What to produce: The part below that opens with the line containing "the white plaster" and closes with the line containing "the stone block" should be copied exactly, minus any pictures.

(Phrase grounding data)

=== Section Start ===

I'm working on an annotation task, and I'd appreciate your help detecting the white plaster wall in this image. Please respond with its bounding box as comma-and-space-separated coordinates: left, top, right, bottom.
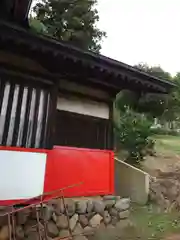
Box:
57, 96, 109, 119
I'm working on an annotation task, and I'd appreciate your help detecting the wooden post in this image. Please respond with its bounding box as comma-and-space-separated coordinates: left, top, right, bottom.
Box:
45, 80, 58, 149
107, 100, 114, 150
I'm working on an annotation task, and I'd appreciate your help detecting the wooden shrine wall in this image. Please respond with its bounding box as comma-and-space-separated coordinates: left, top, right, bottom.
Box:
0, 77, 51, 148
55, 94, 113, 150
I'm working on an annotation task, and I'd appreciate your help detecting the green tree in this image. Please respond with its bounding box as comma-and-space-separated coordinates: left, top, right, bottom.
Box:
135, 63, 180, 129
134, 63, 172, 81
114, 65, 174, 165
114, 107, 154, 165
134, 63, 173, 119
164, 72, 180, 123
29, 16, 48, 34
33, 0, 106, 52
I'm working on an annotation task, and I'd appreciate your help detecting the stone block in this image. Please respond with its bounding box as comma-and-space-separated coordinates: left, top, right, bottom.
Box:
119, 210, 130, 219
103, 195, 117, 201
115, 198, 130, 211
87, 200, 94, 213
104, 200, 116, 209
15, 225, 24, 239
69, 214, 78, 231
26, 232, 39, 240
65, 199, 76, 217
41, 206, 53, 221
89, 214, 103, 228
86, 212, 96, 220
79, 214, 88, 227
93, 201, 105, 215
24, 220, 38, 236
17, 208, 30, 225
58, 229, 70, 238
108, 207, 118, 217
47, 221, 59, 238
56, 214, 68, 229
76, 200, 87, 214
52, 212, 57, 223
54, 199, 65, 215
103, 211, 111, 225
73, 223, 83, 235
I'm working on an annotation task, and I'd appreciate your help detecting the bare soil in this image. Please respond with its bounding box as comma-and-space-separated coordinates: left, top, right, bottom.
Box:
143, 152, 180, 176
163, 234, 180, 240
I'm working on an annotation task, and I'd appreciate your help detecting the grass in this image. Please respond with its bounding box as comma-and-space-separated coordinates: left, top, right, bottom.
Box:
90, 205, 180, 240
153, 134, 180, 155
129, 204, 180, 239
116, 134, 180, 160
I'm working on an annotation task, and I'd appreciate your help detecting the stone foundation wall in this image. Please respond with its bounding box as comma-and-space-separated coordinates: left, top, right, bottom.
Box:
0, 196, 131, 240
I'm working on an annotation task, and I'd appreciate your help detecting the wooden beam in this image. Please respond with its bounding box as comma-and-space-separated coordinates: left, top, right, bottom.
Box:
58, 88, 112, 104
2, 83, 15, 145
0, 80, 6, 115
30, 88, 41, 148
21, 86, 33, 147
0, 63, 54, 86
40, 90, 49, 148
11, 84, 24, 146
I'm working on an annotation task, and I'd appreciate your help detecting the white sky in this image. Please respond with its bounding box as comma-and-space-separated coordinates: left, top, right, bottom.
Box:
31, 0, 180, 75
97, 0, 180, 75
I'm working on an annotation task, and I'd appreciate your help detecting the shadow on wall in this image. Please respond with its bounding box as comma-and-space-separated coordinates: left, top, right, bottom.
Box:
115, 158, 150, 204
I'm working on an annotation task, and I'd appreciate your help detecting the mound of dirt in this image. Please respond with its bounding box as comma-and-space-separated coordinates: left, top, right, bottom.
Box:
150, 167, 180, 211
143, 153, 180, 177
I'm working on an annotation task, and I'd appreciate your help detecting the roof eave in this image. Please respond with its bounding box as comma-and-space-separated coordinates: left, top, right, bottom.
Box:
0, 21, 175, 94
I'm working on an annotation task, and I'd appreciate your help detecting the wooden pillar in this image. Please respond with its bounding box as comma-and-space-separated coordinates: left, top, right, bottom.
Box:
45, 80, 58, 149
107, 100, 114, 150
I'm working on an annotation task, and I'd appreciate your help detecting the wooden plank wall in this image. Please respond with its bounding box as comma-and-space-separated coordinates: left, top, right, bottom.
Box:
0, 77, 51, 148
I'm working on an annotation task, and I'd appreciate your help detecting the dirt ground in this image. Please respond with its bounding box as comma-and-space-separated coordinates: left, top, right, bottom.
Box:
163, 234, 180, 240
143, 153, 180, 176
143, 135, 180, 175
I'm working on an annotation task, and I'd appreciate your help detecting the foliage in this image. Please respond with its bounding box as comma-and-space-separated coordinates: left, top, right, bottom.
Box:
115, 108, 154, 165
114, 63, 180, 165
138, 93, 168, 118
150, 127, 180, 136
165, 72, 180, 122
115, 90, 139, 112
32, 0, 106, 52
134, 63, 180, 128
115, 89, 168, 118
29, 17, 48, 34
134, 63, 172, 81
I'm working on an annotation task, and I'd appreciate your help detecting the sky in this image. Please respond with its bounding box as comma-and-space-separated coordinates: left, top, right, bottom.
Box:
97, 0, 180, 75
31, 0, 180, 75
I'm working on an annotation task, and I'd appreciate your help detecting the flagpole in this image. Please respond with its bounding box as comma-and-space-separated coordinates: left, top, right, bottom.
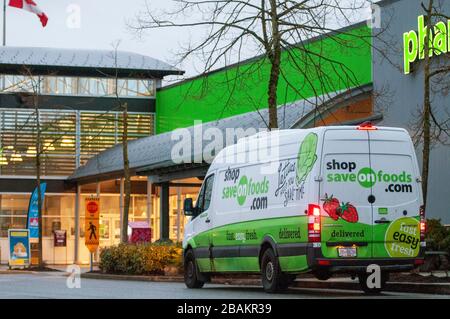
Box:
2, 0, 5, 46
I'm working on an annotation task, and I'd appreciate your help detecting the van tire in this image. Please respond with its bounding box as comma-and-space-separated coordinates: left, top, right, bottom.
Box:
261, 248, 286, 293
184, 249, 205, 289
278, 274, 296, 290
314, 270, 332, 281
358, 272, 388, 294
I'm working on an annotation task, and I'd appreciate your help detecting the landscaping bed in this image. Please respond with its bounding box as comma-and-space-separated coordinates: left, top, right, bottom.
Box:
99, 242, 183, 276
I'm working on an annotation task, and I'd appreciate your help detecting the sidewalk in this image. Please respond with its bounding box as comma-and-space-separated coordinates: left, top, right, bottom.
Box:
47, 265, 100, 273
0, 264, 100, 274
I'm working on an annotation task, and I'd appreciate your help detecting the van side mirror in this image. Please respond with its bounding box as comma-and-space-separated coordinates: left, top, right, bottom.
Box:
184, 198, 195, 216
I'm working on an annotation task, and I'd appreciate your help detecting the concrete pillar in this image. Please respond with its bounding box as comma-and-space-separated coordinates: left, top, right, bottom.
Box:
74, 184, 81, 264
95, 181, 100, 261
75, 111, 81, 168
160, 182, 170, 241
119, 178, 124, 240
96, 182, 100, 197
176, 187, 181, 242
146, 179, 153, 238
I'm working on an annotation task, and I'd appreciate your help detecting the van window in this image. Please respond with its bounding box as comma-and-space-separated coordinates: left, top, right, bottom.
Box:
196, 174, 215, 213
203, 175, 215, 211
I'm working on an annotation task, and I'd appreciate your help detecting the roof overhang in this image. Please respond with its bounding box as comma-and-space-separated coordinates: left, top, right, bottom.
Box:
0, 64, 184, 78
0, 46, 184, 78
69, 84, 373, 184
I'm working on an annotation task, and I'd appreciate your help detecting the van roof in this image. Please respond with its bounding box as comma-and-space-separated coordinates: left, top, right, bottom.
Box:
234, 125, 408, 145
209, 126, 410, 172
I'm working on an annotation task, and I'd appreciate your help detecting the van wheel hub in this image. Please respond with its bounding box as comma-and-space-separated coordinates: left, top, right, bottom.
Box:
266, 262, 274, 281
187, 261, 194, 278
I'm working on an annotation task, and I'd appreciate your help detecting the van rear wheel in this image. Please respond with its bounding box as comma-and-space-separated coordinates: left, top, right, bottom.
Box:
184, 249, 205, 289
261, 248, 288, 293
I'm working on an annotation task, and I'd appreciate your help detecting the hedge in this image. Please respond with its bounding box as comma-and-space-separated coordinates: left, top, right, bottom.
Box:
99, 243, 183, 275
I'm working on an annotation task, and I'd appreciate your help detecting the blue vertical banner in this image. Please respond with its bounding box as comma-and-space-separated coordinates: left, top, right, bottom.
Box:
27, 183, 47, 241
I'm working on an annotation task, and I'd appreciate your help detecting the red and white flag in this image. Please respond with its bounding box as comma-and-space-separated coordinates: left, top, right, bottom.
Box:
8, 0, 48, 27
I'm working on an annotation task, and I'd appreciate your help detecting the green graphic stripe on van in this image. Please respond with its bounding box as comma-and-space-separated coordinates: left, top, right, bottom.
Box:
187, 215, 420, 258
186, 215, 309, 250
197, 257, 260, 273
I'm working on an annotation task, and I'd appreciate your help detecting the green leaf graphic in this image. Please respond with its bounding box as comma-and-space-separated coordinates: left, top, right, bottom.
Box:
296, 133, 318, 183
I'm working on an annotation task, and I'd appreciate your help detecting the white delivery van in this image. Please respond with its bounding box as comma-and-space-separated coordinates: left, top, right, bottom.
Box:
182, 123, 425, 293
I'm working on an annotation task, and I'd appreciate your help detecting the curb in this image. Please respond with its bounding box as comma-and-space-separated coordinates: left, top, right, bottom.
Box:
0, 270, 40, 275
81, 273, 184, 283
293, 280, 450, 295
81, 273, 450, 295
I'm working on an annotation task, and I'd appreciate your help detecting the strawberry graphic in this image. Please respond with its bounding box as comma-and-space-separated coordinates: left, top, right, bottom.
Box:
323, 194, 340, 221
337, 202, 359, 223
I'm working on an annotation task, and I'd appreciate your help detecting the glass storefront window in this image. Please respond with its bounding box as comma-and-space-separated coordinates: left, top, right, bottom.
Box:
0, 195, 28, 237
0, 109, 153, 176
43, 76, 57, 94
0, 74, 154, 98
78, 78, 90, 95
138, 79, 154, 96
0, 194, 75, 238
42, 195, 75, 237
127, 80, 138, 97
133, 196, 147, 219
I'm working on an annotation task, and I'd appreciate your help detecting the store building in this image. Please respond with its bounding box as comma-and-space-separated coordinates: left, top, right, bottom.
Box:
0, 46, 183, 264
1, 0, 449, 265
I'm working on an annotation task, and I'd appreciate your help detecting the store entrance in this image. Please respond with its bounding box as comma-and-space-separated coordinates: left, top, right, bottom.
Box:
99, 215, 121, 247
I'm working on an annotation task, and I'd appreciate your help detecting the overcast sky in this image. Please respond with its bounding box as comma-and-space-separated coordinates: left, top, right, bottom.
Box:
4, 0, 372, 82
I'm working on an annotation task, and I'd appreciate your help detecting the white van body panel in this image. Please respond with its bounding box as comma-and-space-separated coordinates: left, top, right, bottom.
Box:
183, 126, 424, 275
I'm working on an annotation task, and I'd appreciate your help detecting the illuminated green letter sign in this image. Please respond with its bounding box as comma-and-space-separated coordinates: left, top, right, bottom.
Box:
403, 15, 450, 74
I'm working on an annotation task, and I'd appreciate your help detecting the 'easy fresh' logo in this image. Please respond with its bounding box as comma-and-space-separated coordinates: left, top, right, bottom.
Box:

=== Section End ===
=== Section Start ===

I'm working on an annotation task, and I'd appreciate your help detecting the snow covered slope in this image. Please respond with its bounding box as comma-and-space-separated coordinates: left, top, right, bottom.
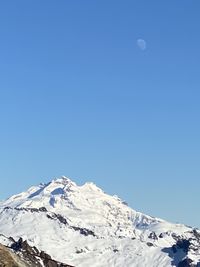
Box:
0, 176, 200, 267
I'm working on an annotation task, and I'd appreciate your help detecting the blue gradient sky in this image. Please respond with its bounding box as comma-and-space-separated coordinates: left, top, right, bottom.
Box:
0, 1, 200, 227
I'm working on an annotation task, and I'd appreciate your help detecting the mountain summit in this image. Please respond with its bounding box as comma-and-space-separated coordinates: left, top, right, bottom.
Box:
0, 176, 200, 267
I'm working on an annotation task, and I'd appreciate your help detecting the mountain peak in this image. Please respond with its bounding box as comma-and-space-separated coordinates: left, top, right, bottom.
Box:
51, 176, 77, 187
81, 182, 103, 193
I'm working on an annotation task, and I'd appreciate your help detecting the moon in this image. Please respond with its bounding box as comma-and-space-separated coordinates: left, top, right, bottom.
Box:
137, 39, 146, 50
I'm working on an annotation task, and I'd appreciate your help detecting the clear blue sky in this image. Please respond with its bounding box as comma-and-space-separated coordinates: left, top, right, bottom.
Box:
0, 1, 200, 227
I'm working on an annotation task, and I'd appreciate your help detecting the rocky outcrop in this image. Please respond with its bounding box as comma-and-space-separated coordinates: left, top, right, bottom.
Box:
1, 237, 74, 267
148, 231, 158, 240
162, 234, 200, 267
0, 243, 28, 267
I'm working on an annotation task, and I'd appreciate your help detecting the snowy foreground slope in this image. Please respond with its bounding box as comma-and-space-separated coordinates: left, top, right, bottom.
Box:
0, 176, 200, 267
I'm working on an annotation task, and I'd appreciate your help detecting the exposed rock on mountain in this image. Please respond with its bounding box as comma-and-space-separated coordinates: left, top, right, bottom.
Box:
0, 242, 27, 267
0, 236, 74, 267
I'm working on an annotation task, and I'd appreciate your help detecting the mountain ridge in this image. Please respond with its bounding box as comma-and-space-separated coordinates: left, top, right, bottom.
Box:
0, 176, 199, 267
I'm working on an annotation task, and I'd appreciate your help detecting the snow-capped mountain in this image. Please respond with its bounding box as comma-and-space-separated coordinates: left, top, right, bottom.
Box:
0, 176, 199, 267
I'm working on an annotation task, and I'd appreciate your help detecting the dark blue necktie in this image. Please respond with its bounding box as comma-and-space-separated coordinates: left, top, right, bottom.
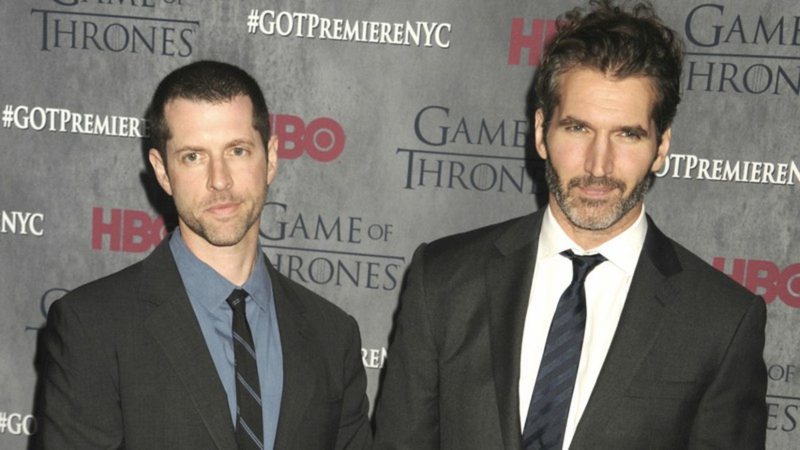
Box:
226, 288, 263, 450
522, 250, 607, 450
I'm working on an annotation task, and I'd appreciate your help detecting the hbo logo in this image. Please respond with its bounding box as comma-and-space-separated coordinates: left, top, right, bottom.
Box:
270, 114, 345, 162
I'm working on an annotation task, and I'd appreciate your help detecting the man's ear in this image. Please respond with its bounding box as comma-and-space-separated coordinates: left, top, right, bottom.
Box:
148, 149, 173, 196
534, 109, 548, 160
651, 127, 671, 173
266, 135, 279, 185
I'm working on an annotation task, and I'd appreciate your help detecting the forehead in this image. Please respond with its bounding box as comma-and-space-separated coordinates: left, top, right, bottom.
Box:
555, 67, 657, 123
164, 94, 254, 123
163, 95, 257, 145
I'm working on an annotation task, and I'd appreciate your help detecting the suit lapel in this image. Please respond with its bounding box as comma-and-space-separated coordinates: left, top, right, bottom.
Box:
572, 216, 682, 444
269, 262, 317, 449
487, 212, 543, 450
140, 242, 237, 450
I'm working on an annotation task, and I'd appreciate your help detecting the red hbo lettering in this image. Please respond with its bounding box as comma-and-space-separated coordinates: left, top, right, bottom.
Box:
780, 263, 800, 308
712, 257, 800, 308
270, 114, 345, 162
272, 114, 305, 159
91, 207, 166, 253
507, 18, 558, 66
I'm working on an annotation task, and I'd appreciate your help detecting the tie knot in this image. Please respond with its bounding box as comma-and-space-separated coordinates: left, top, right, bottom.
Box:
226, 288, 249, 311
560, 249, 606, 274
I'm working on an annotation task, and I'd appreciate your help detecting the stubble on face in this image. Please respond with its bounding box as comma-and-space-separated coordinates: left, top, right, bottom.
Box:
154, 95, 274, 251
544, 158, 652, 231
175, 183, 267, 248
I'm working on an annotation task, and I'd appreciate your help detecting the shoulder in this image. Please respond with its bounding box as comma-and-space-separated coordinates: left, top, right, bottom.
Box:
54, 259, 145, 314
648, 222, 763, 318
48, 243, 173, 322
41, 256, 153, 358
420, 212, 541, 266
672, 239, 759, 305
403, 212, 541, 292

=== Section End ===

Result of the exercise:
I'm working on an annotation task, and I'd appreciate your help detecting the white plaster wall in this image. Please respond with its bounding box as comma-and-space-separated coordinates: left, top, right, bottom.
Box:
57, 96, 109, 119
I'm working on an annotation task, and I'd appreciate your help detecting the wooden post in this image. Please respond with its bounding box as comma-and-space-separated coordinates: left, top, right, bottom.
Box:
45, 80, 58, 149
107, 100, 114, 150
I'm working on an annotation task, and I'd appreciate your help detecting the wooden shrine wall in this image. Please respond with its bounding box as comma-and-space-separated coordinates: left, top, right, bottom.
Box:
0, 77, 51, 148
55, 94, 113, 150
I'm working on an annotation task, and I'd appreciate your help detecting the green tree in this image. Please respond with its bounding box as comma-and-space-separated coordinates: left, top, right, bottom.
Box:
135, 63, 180, 129
134, 63, 172, 81
114, 65, 174, 165
114, 107, 154, 165
134, 63, 173, 119
164, 72, 180, 123
29, 16, 48, 34
33, 0, 106, 52
I'm working on an annotation task, and I'd appreciate your help detecting the stone block in this image. Please respond with its bounding box as comma-and-space-separated coordinates: left, top, right, bottom.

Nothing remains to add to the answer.